■ Exercise brief ■
Reproduce the records from the start through the line containing "(509, 244), (593, 307)", substituting "bare earth patch" for "brown soil patch" and leaving all other text unchanged. Omit the pictures from the answer.

■ Stored data entries ■

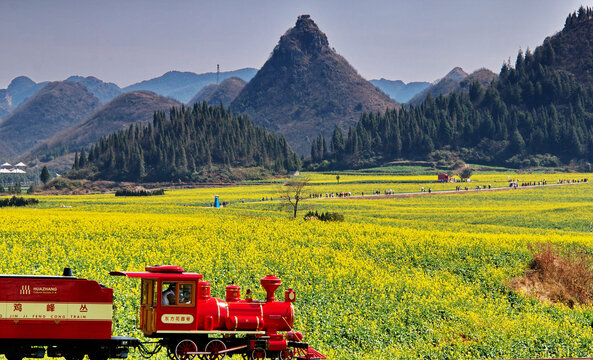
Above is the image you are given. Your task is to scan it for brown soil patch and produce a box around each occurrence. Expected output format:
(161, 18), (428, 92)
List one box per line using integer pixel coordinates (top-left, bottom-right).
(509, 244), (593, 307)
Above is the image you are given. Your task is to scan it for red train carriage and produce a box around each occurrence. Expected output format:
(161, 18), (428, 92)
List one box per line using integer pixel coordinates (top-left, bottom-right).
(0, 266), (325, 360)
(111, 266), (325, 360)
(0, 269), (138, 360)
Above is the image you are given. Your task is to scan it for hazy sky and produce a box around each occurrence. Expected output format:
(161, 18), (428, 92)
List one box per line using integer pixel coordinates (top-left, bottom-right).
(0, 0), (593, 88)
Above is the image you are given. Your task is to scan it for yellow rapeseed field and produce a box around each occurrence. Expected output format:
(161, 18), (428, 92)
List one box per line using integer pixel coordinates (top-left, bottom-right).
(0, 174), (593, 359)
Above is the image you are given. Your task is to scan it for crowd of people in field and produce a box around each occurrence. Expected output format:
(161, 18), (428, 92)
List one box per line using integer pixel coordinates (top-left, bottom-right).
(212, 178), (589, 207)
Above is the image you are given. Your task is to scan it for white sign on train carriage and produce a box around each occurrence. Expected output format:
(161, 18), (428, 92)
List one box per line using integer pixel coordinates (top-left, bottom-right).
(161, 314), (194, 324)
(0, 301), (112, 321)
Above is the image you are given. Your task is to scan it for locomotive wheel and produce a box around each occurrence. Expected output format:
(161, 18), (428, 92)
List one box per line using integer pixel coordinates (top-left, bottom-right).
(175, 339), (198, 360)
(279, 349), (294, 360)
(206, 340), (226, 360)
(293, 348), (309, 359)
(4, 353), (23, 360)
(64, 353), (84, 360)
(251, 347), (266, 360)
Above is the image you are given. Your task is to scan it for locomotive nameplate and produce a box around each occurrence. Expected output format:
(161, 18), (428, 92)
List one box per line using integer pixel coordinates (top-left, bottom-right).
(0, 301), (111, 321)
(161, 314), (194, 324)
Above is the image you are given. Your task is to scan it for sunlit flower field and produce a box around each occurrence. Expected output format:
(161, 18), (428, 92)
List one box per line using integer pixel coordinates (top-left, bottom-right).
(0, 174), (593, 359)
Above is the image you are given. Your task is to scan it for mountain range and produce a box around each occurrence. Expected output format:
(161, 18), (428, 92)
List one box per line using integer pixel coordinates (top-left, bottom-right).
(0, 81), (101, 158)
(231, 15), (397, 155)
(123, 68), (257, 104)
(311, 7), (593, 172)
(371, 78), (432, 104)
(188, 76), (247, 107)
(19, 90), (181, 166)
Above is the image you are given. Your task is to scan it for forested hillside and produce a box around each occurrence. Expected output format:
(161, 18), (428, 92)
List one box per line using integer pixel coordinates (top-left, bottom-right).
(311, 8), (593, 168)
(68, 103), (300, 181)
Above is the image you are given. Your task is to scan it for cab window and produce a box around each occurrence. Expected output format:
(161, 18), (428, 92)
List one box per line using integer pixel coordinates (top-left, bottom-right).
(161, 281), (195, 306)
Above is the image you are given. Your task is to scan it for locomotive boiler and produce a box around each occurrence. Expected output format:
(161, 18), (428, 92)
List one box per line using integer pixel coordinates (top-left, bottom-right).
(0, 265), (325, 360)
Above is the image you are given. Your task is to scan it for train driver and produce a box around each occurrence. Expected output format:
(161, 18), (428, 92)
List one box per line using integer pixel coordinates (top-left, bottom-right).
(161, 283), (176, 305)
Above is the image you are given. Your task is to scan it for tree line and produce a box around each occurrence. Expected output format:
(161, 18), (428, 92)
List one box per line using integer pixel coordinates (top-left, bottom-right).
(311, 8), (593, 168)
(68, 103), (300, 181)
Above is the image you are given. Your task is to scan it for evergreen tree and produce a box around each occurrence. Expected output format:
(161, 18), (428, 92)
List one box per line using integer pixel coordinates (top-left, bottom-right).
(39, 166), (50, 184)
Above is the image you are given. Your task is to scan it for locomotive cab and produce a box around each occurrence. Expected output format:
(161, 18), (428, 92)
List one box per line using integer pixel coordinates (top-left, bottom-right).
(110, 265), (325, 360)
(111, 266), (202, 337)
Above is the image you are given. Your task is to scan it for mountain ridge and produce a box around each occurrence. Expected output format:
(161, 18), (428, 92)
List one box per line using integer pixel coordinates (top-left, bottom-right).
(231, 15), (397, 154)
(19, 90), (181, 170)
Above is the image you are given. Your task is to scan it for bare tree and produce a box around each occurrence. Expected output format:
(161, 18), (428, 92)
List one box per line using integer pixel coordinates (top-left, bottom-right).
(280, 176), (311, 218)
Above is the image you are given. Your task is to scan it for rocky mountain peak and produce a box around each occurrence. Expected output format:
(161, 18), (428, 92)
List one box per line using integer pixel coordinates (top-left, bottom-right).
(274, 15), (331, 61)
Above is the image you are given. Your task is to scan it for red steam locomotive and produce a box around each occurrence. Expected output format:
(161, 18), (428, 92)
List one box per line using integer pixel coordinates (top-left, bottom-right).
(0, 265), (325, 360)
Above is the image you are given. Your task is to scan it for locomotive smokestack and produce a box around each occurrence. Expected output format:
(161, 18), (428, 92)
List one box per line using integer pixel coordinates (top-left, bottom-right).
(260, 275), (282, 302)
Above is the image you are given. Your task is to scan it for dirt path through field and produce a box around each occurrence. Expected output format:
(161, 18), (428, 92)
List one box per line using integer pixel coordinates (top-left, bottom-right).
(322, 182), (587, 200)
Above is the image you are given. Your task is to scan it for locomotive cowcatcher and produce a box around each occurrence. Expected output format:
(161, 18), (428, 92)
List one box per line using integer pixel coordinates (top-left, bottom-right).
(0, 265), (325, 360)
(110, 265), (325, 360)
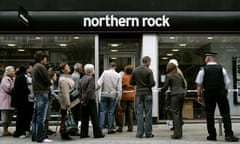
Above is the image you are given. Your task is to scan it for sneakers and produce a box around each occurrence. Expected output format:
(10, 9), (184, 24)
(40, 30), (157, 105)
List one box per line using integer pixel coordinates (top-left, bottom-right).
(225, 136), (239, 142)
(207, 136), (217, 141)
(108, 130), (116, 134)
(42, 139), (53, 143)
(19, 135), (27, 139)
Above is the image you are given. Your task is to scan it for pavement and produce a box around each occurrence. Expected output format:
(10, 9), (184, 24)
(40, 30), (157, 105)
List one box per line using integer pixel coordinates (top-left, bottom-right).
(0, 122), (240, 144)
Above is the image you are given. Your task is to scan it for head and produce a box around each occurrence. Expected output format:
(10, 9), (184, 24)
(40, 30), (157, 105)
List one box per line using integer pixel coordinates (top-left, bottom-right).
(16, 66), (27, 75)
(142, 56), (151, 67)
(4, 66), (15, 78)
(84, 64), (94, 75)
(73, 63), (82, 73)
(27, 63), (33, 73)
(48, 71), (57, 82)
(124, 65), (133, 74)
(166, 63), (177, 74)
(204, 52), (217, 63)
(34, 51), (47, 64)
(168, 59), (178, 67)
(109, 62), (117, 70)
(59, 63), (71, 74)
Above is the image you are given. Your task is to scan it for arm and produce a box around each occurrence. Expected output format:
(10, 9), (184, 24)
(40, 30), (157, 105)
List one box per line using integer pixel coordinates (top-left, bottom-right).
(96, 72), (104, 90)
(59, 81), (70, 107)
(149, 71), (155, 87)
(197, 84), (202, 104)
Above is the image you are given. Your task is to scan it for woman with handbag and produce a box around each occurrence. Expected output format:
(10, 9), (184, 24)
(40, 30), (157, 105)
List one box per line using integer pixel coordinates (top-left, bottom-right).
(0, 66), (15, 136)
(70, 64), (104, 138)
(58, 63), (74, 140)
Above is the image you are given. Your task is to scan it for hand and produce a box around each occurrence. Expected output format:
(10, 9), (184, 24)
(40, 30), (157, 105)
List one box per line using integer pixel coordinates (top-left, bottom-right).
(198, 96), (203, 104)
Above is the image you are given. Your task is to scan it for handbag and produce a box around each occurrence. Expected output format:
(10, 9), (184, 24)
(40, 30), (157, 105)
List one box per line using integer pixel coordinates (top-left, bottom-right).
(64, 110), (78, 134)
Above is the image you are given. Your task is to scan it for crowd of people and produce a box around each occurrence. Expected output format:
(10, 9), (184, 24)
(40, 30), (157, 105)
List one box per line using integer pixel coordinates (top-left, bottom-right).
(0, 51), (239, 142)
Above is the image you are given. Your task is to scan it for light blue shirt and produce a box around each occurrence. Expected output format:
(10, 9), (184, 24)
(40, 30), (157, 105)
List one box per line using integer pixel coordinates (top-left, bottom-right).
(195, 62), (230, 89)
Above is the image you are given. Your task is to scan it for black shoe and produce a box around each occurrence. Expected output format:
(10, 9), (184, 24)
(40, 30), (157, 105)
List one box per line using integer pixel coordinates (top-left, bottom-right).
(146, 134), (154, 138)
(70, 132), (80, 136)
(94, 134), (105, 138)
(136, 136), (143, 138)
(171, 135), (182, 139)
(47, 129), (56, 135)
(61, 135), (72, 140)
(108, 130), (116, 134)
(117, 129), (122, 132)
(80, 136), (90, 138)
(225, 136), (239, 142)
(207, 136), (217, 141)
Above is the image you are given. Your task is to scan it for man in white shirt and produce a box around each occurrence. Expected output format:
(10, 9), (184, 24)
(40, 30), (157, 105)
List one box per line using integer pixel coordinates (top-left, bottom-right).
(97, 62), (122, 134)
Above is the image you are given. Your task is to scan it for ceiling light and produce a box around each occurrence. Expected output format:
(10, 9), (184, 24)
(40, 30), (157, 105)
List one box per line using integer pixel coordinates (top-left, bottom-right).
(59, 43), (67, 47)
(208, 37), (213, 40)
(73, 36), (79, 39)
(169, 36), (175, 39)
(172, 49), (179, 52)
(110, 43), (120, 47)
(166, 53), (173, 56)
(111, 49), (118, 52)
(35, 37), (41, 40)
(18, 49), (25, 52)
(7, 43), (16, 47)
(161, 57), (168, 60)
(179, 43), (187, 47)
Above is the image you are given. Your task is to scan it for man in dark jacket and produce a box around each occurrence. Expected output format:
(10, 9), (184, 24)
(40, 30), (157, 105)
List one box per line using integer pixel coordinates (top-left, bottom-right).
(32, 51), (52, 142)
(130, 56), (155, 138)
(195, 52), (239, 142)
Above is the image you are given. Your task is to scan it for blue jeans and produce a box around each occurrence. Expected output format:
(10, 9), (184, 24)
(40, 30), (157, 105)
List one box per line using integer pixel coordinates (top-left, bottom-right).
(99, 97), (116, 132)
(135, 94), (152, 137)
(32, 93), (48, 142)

■ Task solution ■
Above is the image you are given. Your task is to scan it for bare earth patch and produce a box around each occurrence. Expected output format:
(161, 18), (428, 92)
List one box per line using integer pixel coordinates (top-left, bottom-right).
(509, 244), (593, 307)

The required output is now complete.